**Input for this task:**
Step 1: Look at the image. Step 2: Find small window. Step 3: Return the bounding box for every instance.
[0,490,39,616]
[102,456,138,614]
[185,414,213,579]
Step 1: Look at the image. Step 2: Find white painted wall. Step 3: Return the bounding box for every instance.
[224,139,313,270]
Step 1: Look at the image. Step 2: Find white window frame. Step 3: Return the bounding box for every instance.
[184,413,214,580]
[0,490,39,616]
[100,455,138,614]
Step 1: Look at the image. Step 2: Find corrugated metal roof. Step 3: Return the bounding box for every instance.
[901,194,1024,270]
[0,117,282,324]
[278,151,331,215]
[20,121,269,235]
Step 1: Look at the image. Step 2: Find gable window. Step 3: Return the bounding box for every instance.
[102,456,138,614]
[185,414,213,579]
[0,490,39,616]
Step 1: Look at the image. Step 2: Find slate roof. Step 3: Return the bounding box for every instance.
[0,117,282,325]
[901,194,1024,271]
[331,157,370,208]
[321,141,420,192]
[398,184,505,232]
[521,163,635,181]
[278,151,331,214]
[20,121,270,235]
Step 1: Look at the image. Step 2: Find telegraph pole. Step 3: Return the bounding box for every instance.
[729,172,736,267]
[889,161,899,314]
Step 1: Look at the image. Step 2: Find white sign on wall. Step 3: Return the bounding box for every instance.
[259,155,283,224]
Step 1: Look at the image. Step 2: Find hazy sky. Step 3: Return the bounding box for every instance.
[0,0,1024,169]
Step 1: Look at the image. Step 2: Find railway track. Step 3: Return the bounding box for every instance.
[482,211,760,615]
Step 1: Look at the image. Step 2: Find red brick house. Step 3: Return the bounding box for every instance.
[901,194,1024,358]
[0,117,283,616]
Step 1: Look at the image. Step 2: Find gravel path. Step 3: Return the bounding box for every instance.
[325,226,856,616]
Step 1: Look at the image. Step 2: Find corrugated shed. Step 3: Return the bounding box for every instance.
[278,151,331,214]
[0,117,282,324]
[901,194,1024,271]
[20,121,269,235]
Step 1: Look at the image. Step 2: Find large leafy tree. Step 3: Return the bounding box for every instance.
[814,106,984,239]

**To be done:** Transcribe each item above word for word, keeping every line as it appears.

**Result of the exercise:**
Step 1: Look at the image. Step 2: Find small window. Step 3: Return the bounding box for every instance.
[0,490,39,616]
[102,456,138,614]
[185,414,213,579]
Step 1: Look at the image. Step 2: Find white painted wall. Step 3: Return the bounding box for every instance.
[224,139,313,270]
Step 1: Look at the image. Step 2: Find white window frame. Step 3: Return the bounding box for every instance.
[184,413,214,580]
[0,490,39,616]
[100,455,138,614]
Step 1: Look at the image. Step 2: Find corrugated metal roof. Step 3: Return the bounding box for every instance.
[901,194,1024,270]
[0,117,282,324]
[278,151,331,215]
[20,121,269,235]
Step 1: Look at the image. Step 2: Find gable window. Step 3: Return the bounding box for every instance.
[102,456,138,614]
[185,414,213,579]
[0,490,39,616]
Step 1: Look at the image. Step 2: Find slate roof. Step 3: Return the bounding box for every instance.
[0,117,282,325]
[901,194,1024,271]
[331,157,370,208]
[321,141,420,192]
[398,184,505,232]
[521,163,635,181]
[278,151,331,214]
[20,121,270,235]
Step 1: Look at the image. Step 2: Find telegraph pole. Step 3: Return the bounding box for every instance.
[729,172,736,267]
[889,161,899,314]
Step 1: Look at the image. Step 2: Find white sign on wall. Step 3: Return the bounding box for every instance.
[259,155,283,224]
Step 1: Look at the image. Step 2: Find hazy sky. Step 3: Return the bounding box for every instance.
[0,0,1024,169]
Step 1: Look at the image. Step 2: Find railway track. Step 3: Return the bounding box for every instance.
[482,211,760,615]
Step 1: Look at the image. Step 2: Find red brick house. Step 3: Return the bounding box for every instance.
[901,194,1024,358]
[0,117,283,616]
Step 1: Look at the image. Step 2: Find gravel path. Step 3: Return the bounding box for every instance.
[325,226,856,616]
Step 1: Look at the image. Step 2: Find corrugated shed. Step 3: Return the bounding box for every instance.
[278,151,331,214]
[0,117,282,324]
[901,194,1024,271]
[20,121,269,235]
Step 1: Look at the image. Step 2: Find large leafy tree. Step 3: Return the bounding box for every instance.
[814,106,984,239]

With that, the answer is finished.